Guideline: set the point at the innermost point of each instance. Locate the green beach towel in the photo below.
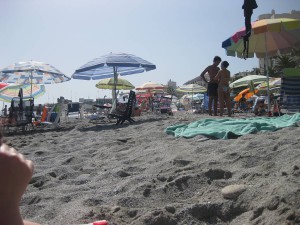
(229, 127)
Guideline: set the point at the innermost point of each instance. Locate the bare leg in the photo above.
(221, 102)
(210, 105)
(228, 103)
(215, 105)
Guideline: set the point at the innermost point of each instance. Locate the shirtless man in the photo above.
(212, 87)
(223, 78)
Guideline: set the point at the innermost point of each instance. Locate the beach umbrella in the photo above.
(269, 36)
(247, 92)
(245, 81)
(112, 65)
(109, 83)
(273, 83)
(192, 88)
(9, 92)
(32, 72)
(2, 85)
(152, 87)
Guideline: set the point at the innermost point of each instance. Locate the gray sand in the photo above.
(137, 174)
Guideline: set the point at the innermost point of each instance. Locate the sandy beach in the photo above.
(137, 174)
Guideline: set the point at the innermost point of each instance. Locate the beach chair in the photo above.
(20, 114)
(126, 115)
(290, 91)
(51, 116)
(73, 109)
(165, 105)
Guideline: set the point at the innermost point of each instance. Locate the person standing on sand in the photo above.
(212, 87)
(223, 78)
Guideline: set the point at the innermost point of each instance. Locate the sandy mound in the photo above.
(137, 174)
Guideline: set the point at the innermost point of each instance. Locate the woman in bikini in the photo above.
(223, 78)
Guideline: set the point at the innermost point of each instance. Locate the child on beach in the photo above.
(212, 84)
(223, 78)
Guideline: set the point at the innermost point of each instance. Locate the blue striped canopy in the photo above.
(32, 72)
(112, 65)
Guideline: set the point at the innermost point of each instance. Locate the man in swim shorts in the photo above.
(212, 87)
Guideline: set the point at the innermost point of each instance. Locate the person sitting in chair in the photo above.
(243, 103)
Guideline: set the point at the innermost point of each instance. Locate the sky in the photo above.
(179, 37)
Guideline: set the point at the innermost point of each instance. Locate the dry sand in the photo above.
(137, 174)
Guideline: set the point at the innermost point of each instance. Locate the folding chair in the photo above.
(50, 117)
(73, 108)
(126, 115)
(165, 105)
(290, 91)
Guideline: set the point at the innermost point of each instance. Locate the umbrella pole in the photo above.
(31, 83)
(114, 100)
(267, 69)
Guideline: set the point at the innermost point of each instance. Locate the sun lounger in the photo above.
(290, 91)
(20, 114)
(126, 115)
(73, 109)
(50, 116)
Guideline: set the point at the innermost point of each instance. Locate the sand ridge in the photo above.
(137, 174)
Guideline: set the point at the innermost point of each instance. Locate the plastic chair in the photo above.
(290, 91)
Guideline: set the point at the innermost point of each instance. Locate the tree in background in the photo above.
(284, 61)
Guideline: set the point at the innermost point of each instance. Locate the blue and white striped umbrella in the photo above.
(112, 65)
(32, 72)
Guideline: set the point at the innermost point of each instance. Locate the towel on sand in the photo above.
(230, 127)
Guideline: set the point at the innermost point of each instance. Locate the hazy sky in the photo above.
(180, 36)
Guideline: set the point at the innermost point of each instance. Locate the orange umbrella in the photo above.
(247, 93)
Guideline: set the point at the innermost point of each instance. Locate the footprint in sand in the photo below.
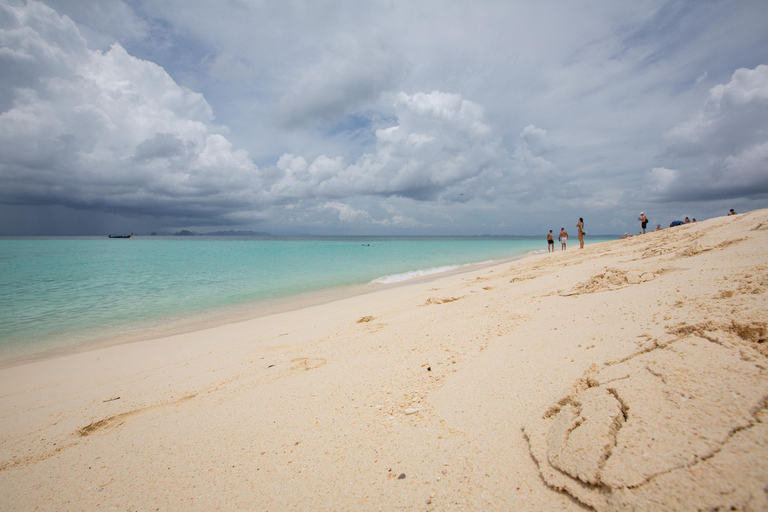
(306, 363)
(444, 300)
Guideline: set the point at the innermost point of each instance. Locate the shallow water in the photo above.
(64, 291)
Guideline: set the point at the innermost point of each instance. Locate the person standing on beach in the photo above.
(643, 221)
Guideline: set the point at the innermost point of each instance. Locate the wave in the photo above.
(414, 274)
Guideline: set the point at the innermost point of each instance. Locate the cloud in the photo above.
(440, 141)
(722, 152)
(347, 213)
(109, 132)
(353, 73)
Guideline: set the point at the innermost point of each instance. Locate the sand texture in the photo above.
(630, 375)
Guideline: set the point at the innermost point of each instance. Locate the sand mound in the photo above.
(683, 419)
(611, 279)
(679, 420)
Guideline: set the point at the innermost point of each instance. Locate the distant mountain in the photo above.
(185, 232)
(236, 233)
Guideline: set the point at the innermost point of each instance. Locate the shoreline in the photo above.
(491, 389)
(233, 314)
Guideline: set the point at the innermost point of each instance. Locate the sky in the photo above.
(436, 117)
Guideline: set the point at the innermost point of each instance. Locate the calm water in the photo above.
(60, 292)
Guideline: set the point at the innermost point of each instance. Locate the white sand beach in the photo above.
(628, 375)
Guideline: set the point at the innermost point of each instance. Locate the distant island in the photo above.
(185, 232)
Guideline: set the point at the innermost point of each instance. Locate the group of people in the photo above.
(563, 237)
(644, 222)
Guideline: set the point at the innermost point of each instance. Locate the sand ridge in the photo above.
(630, 374)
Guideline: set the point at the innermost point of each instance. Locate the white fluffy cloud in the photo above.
(722, 152)
(353, 72)
(440, 141)
(108, 131)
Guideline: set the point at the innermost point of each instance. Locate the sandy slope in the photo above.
(630, 374)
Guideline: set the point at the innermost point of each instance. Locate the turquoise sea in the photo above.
(59, 293)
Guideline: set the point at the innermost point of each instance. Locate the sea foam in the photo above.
(414, 274)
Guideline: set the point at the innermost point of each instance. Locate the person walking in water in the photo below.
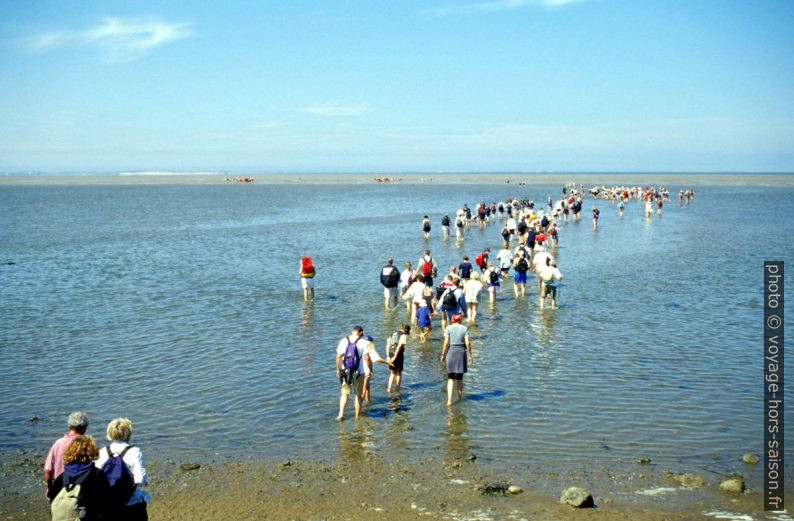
(395, 356)
(456, 347)
(351, 355)
(426, 227)
(307, 273)
(471, 289)
(390, 279)
(549, 277)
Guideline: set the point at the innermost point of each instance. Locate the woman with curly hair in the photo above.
(79, 469)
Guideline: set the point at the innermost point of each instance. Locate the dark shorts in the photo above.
(399, 362)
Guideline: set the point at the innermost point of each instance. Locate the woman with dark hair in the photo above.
(457, 345)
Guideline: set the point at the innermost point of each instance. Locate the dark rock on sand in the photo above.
(577, 497)
(732, 486)
(750, 459)
(496, 488)
(686, 480)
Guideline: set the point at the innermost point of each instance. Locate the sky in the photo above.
(397, 86)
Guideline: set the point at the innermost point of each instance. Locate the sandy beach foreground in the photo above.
(516, 179)
(368, 487)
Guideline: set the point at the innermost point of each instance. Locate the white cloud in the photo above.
(334, 110)
(119, 39)
(499, 5)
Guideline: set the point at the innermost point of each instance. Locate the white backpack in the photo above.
(68, 504)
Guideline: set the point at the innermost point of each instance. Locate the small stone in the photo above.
(690, 480)
(496, 488)
(750, 459)
(732, 486)
(577, 497)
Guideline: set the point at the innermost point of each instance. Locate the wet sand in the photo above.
(588, 179)
(368, 487)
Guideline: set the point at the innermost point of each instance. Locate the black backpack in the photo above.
(119, 477)
(391, 279)
(449, 301)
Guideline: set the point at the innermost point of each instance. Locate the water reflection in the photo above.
(457, 443)
(356, 438)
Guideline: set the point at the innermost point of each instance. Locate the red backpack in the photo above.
(307, 268)
(427, 266)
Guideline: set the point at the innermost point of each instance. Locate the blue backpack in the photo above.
(121, 483)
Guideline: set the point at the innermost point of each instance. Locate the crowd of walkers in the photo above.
(87, 483)
(530, 234)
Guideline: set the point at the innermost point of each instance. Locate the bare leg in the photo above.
(342, 403)
(357, 405)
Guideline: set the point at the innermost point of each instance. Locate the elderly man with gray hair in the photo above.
(53, 465)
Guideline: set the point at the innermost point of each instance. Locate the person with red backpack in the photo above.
(427, 268)
(307, 273)
(481, 260)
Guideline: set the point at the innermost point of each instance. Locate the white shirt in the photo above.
(539, 260)
(134, 461)
(505, 258)
(550, 274)
(472, 289)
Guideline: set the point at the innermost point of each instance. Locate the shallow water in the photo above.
(180, 307)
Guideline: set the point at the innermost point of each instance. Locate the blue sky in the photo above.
(397, 86)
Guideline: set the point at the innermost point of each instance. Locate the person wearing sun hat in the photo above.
(456, 347)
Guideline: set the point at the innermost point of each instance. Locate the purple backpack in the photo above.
(351, 359)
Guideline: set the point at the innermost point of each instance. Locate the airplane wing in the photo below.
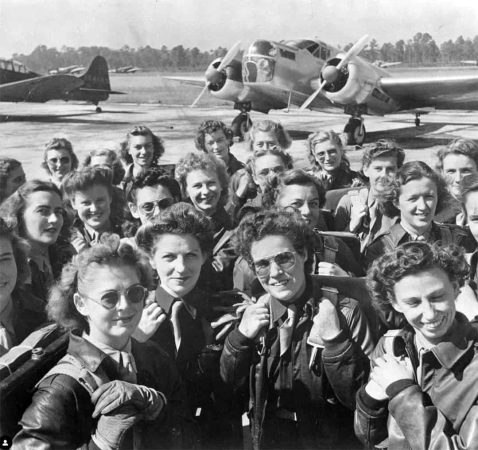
(192, 81)
(441, 91)
(40, 89)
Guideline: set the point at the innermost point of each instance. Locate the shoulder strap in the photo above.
(70, 366)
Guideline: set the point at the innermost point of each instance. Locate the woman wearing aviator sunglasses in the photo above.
(306, 353)
(107, 383)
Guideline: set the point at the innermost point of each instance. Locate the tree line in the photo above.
(419, 50)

********

■ **Exercise**
Make an exact copy of the lines of the records from the line containing "purple backpack in the photo above." through the final line, both ends included, but not of the pictures.

■ **Task result**
Guideline: set the point at the innermost point of each instance. Locate the purple backpack in the photo above.
(351, 359)
Guideline: set the point at the innermost point of each instance. Locate the airplane wing in the photo below.
(192, 81)
(441, 91)
(40, 89)
Guideline: set the point at the innermost point of each instance. Locate the shoulder strap in the photo above.
(70, 366)
Guideline: set the point at the innermost point of each instance. Locate the woman wearing aviator sunglasses in the photo above.
(306, 353)
(107, 383)
Guideline: set the point at the innermost point of each instance. Locate the tree line in the photo above.
(419, 50)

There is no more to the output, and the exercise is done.